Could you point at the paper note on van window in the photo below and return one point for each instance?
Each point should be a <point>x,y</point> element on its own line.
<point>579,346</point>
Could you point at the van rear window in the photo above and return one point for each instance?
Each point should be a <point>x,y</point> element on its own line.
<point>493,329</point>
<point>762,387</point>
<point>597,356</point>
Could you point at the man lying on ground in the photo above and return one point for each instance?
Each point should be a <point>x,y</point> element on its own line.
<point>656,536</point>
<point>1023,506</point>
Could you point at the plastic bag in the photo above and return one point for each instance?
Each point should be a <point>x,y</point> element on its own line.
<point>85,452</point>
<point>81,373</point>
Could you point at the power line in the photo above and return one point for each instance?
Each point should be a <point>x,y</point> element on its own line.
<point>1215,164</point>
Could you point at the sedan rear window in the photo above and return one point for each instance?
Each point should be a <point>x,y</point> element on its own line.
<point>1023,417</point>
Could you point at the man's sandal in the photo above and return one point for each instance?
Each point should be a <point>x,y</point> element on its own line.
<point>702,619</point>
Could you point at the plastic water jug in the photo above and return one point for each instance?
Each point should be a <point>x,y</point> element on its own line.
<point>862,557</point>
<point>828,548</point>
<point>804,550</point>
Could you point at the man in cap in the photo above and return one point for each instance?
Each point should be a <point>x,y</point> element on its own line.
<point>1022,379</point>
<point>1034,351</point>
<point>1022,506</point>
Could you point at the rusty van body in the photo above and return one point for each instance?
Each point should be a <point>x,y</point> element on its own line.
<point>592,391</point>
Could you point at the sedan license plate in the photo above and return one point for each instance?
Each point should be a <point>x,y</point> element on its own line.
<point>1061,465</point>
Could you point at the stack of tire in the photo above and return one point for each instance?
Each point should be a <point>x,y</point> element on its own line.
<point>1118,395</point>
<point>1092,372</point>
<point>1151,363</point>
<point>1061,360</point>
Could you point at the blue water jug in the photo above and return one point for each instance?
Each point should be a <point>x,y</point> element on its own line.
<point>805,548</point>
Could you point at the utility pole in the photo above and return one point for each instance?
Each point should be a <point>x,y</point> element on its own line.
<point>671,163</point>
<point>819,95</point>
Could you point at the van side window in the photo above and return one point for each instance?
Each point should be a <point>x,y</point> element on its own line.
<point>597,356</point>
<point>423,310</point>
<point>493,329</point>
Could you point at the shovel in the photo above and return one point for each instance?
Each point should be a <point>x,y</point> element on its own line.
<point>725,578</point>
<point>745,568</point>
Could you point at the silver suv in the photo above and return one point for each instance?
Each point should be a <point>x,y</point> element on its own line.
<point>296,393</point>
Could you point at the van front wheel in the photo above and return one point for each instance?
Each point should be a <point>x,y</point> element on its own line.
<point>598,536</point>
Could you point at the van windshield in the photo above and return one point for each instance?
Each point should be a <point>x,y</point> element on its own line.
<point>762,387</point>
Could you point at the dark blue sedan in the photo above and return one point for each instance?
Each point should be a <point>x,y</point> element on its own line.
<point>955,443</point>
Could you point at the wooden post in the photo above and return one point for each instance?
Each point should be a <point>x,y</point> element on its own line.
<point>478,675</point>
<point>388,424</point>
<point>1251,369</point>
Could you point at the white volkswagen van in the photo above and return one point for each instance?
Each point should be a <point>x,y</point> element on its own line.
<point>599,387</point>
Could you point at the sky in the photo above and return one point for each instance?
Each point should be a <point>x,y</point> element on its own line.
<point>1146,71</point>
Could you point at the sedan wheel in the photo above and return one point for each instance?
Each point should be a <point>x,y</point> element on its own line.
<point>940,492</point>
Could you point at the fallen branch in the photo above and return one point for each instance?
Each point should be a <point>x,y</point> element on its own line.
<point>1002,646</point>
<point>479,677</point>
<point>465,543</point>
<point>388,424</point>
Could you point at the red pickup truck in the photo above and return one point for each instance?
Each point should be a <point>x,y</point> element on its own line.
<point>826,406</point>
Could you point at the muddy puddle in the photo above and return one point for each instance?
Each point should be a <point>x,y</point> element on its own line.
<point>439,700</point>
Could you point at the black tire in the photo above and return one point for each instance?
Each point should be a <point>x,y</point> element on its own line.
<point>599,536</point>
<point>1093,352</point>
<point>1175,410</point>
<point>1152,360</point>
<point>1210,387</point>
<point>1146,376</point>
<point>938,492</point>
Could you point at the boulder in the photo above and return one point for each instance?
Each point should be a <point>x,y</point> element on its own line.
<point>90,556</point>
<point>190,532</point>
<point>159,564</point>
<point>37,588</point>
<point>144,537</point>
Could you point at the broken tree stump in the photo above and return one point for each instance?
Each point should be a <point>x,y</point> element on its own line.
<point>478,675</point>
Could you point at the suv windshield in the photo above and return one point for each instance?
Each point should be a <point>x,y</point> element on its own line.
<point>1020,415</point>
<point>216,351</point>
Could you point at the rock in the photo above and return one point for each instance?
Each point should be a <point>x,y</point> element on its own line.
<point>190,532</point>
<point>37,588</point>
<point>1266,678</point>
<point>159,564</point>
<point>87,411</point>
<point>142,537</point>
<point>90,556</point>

Task goal ▸ Please reproduce all of the material above with "return one point for each instance" swapped for "give one point per instance" wherever it occurs, leaving every other character unchanged.

Solution to this task ▸
Could you point at the paper note on van window in the photo below and give one point per instance?
Each point should be a <point>x,y</point> element on its own line.
<point>579,346</point>
Could you point at the van rear window in the photo above and give one point per instance?
Each point should be a <point>x,y</point> element on its own line.
<point>493,329</point>
<point>762,387</point>
<point>597,356</point>
Could you point at the man lying on ground in the photo above and give one point per instance?
Each point should be a <point>x,y</point> element on its own line.
<point>656,536</point>
<point>1023,506</point>
Could you point at the plastic bag in the photo above and give one point per instance?
Each point should be a <point>x,y</point> element on its own line.
<point>85,452</point>
<point>81,373</point>
Could you point at the power line in the photo above and give one point per instance?
Each point should be a <point>x,y</point> element on its own line.
<point>1215,164</point>
Could you point at the sedan rear window in the photo above and give one point per instance?
Each point should be a <point>x,y</point> element on its own line.
<point>1023,417</point>
Could you point at the man's sandal in the photo above and give one point per instance?
Each point should be a <point>x,y</point> element on its own line.
<point>702,619</point>
Could you point at the plastic water jug in the photo above and give one point per instance?
Each point should be a <point>x,y</point> element on its own line.
<point>862,557</point>
<point>828,548</point>
<point>804,550</point>
Could you point at the man in cap in the photo above and give one point per instance?
Each point should be a <point>x,y</point> element on its own line.
<point>1022,379</point>
<point>1034,351</point>
<point>1022,506</point>
Could you point at the rusty van body in the photo above and give one point per instance?
Each point should be a <point>x,y</point> element on its own line.
<point>592,391</point>
Could you point at the sedan license plate in the photo above and give one point per instance?
Each point should be a <point>x,y</point> element on its own line.
<point>1061,465</point>
Could you point at the stack of tire in the photo above and give one point per instance?
Each point should be a <point>x,y</point> element on its own line.
<point>1118,395</point>
<point>1092,372</point>
<point>1151,363</point>
<point>1061,360</point>
Could you point at the blue water jug in the photo above and give one point per instance?
Each point should be a <point>x,y</point> element on its own line.
<point>805,548</point>
Could you point at the utility pole in the photo above and give one point per instance?
Each point should be a <point>x,y</point> element on its own line.
<point>671,163</point>
<point>819,95</point>
Could you point at the van side window in the photo above and give one point per instance?
Each point should be a <point>x,y</point> element on its own line.
<point>597,356</point>
<point>423,310</point>
<point>493,329</point>
Could you point at the shovel in the photo above and give one point per instance?
Each point should be a <point>x,y</point> element on its own line.
<point>725,578</point>
<point>745,568</point>
Could you point at the silver suv in the photo above and give one point per instance?
Each point should be a <point>x,y</point> element on its own line.
<point>296,393</point>
Could you point at the van front wheel in the photo above and give one point per instance?
Each point should be a <point>x,y</point> element on its own line.
<point>598,536</point>
Could you point at the van windshield in the photo above and give one point per instance?
Each point should be a <point>x,y</point> element on its own line.
<point>762,387</point>
Could you point at the dark blue sedan in the photo above and give one point per instance?
Each point should be a <point>x,y</point> element on its own line.
<point>955,443</point>
Could you point at the wooden post in the photo above and give one point per instance?
Each point should be a <point>x,y</point> element on its own line.
<point>478,675</point>
<point>388,424</point>
<point>1251,369</point>
Could you point at the white volkswagen van in the photo above and give one point per instance?
Each point should be a <point>x,y</point> element on its own line.
<point>599,387</point>
Could you point at the sky in the photo above and give one point per instance?
Each point should be a <point>x,y</point> element on its own line.
<point>1146,71</point>
Could you point at the sedan wheel in the photo above and give one point per instance?
Each point should be a <point>x,y</point> element on its own line.
<point>940,492</point>
Could you point at the fallen branch in the photo above and give one point per instance?
Each point should be a <point>x,y</point> element on its own line.
<point>1002,646</point>
<point>479,677</point>
<point>465,543</point>
<point>388,424</point>
Could you point at the red pickup truck in the photo above and give one point per instance?
Each point should be a <point>x,y</point> element on its own line.
<point>826,406</point>
Could you point at the muddy puddle in the photo above and give one point per instance?
Each point should be a <point>x,y</point> element on its own line.
<point>439,700</point>
Could you point at the black tire in the photo above and give one point per instance?
Each point should be a <point>x,y</point> element on its own line.
<point>599,536</point>
<point>1093,352</point>
<point>1175,410</point>
<point>1152,360</point>
<point>1210,387</point>
<point>1146,376</point>
<point>938,492</point>
Could you point at the boulder in the photo above and give one point per instance?
Each point should be a <point>x,y</point> element on its own line.
<point>90,556</point>
<point>190,532</point>
<point>159,564</point>
<point>37,588</point>
<point>144,537</point>
Could you point at the broken tree stump in the photo above and give one point per instance?
Each point should be a <point>x,y</point> element on its own line.
<point>478,675</point>
Could you point at the suv windshield in the photo above and give one point per instance?
Each point should be a <point>x,y</point> element on its own line.
<point>1020,415</point>
<point>216,351</point>
Could you point at the rock in the photo above and give one point per instance?
Each point should be a <point>x,y</point> element on its own line.
<point>190,532</point>
<point>37,588</point>
<point>1266,678</point>
<point>159,564</point>
<point>87,411</point>
<point>142,537</point>
<point>90,556</point>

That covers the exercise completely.